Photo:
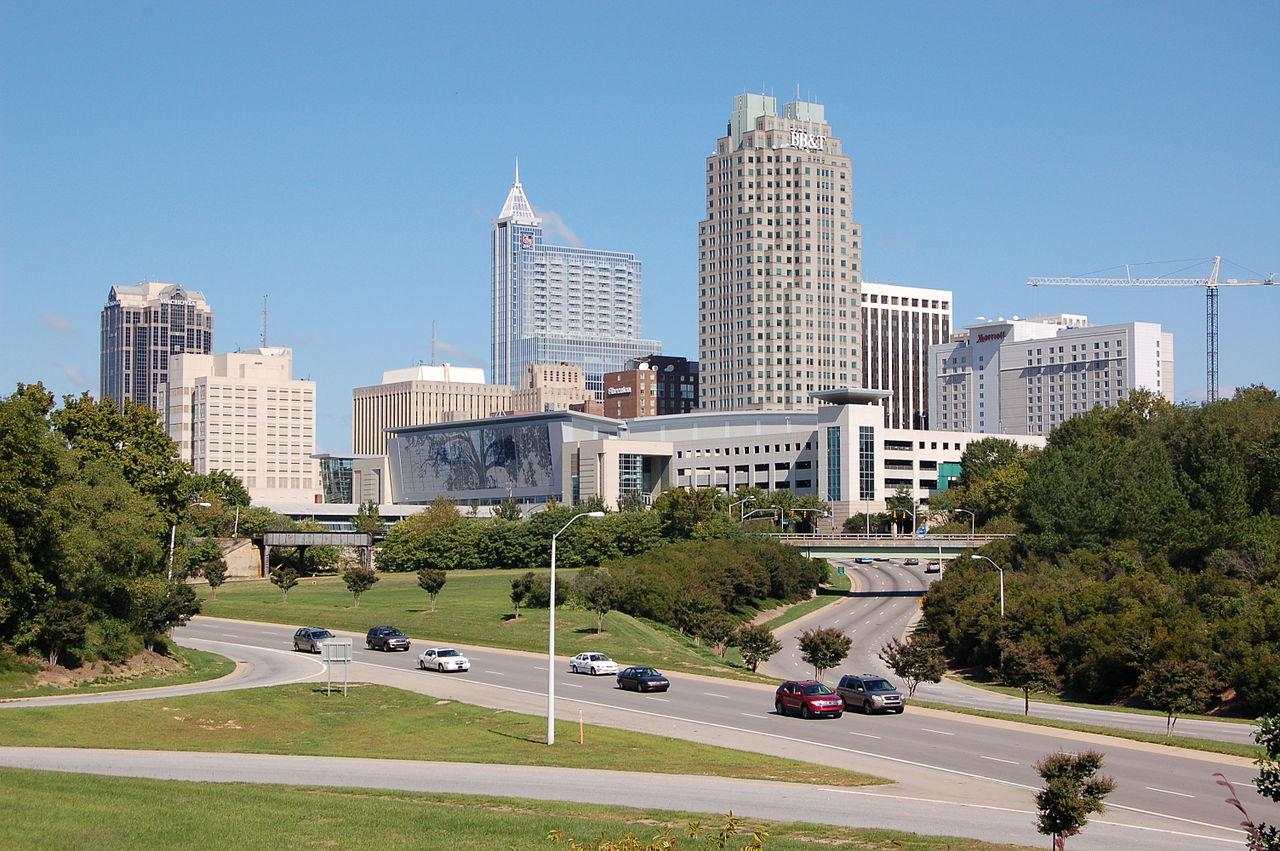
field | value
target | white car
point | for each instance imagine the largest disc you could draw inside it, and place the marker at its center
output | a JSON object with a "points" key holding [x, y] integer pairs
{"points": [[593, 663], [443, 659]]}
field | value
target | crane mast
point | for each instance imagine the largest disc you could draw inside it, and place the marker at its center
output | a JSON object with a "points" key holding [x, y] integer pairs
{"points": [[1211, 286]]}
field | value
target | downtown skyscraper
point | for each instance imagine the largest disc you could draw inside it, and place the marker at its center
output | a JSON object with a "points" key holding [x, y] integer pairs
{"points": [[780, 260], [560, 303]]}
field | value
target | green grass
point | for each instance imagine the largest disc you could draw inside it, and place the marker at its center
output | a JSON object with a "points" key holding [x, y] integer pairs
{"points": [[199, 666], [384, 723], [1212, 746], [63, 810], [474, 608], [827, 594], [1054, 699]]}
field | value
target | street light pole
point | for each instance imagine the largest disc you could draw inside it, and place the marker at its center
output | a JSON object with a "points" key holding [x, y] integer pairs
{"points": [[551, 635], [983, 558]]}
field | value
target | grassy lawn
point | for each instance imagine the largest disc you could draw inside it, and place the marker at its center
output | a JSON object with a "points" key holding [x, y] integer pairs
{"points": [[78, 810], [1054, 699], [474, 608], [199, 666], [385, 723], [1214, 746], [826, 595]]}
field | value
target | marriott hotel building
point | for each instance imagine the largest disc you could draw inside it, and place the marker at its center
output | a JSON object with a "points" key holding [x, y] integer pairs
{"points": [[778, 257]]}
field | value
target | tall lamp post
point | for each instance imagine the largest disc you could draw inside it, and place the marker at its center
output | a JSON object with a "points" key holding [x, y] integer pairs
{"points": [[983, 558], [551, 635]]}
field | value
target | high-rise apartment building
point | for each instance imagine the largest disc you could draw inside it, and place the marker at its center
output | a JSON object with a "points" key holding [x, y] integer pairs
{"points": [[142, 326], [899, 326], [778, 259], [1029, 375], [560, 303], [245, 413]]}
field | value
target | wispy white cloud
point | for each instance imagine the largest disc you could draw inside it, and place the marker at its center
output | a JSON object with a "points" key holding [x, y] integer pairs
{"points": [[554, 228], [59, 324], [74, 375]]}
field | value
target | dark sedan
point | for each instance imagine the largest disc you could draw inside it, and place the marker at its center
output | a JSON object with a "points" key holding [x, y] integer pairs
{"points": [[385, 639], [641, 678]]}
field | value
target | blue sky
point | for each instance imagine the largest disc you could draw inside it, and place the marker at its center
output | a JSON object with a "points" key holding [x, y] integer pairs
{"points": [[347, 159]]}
================================
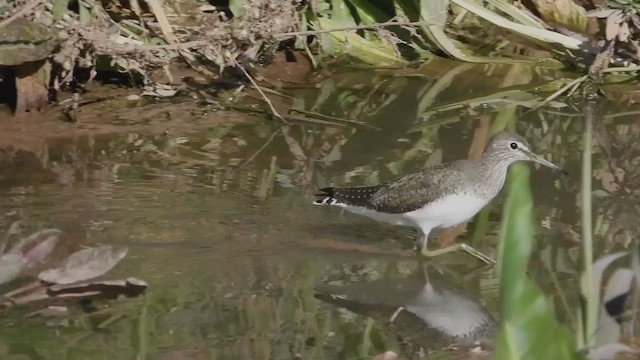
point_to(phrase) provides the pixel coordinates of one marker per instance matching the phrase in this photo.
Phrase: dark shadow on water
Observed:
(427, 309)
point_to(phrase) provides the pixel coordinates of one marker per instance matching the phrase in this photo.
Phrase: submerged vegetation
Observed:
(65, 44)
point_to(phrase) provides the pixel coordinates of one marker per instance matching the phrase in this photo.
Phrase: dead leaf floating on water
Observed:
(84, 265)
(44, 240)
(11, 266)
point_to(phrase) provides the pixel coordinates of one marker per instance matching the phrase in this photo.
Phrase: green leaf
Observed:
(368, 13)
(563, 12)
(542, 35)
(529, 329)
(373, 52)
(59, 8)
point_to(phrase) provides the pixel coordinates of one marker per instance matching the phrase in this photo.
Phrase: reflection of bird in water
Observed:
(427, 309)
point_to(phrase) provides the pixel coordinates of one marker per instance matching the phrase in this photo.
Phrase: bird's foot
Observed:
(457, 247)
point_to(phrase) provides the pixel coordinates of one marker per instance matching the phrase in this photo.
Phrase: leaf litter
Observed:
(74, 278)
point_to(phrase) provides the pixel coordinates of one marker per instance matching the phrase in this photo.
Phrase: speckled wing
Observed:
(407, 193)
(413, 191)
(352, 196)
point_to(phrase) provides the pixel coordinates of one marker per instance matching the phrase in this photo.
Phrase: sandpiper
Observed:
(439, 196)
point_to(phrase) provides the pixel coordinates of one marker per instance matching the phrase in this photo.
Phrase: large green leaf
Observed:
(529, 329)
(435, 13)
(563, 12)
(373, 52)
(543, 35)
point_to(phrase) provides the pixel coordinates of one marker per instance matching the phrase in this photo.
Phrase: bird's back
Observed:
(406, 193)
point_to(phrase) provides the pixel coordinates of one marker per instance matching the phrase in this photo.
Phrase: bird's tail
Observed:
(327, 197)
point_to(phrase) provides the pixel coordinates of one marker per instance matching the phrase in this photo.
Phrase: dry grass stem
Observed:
================================
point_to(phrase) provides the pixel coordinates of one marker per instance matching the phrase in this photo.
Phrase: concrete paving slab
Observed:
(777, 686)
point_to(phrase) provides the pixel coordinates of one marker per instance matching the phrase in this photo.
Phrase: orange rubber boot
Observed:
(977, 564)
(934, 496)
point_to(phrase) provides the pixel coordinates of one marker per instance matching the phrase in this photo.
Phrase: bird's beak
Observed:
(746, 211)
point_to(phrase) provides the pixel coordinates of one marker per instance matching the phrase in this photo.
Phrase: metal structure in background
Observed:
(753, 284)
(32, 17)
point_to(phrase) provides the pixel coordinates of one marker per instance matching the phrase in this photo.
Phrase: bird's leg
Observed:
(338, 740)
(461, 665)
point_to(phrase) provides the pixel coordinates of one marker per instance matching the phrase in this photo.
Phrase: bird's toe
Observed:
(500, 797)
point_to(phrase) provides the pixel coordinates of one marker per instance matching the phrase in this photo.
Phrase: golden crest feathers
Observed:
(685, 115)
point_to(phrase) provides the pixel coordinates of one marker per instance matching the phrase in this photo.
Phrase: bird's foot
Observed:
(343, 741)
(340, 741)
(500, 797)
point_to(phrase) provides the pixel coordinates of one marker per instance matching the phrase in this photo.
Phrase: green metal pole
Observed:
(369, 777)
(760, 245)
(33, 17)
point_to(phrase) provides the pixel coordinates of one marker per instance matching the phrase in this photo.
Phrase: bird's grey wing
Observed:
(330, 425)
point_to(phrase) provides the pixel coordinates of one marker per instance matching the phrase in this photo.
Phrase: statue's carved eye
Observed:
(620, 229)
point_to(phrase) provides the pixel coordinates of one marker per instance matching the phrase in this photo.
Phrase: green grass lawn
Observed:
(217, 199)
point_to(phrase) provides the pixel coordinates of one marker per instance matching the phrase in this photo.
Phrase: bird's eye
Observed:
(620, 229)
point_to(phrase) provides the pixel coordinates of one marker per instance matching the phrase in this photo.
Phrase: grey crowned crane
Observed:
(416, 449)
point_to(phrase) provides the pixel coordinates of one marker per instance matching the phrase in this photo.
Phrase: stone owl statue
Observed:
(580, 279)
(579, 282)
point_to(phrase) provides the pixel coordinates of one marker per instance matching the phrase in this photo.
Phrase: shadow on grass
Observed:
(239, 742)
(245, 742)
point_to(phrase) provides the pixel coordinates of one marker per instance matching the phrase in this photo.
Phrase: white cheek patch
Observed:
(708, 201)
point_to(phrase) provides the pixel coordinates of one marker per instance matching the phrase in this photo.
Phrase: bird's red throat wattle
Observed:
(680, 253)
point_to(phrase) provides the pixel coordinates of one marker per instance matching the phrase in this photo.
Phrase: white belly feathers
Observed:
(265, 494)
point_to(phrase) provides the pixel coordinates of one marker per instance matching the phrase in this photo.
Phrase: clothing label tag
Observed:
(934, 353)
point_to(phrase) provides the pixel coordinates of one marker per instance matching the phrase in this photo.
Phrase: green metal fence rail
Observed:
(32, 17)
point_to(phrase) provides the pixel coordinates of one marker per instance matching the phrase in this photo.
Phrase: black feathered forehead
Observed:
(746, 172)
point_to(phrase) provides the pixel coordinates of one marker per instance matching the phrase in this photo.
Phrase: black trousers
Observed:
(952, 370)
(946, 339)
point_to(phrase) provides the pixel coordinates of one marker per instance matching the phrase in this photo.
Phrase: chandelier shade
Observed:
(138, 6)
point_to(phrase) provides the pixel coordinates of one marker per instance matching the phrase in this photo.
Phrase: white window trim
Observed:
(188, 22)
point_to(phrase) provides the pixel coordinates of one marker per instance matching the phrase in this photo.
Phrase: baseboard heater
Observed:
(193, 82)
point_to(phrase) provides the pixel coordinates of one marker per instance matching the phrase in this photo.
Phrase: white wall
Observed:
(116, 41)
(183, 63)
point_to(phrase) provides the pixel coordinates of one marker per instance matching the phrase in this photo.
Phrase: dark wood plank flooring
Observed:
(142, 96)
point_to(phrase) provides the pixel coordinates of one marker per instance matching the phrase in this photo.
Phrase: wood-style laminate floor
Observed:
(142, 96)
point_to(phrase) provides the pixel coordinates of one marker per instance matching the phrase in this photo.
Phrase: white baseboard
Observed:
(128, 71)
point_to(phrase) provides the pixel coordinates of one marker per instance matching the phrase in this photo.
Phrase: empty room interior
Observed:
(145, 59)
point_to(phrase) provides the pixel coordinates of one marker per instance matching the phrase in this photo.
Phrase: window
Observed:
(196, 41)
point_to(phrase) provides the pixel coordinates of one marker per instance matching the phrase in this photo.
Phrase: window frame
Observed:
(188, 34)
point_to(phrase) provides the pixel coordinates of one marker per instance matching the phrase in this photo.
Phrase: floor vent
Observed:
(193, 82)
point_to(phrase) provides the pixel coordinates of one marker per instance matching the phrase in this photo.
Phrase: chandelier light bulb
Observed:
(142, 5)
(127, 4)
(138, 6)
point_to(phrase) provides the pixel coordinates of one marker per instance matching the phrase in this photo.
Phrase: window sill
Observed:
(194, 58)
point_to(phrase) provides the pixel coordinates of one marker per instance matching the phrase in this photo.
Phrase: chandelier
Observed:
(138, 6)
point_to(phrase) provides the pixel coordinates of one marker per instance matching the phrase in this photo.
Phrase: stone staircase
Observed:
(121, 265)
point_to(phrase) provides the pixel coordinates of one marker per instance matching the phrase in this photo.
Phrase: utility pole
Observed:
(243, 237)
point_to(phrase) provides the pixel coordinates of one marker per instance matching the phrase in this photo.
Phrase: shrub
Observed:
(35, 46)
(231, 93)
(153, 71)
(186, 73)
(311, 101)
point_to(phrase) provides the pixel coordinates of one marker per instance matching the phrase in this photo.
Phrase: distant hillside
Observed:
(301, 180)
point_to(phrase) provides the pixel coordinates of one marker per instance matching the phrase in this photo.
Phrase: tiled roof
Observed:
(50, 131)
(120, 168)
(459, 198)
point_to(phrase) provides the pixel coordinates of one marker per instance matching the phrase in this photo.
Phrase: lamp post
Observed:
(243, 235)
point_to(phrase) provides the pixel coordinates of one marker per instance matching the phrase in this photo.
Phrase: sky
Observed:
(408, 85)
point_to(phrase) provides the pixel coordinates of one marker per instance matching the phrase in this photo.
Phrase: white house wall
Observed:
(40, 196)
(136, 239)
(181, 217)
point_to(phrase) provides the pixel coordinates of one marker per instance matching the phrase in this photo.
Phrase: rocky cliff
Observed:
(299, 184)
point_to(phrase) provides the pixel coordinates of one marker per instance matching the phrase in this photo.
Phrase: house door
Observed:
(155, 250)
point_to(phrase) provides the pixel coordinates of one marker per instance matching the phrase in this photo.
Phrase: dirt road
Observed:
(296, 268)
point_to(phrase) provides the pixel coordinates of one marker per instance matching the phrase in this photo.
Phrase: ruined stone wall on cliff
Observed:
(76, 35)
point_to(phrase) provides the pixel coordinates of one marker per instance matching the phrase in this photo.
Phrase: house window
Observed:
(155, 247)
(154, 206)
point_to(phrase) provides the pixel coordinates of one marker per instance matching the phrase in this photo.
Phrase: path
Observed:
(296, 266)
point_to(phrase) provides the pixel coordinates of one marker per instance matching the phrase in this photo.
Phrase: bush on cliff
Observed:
================================
**PROBLEM**
Your answer should hold every line of the entries that contains the string "feathers".

**PROBLEM SOLUTION**
Phrase: golden crest feathers
Phrase: white belly feathers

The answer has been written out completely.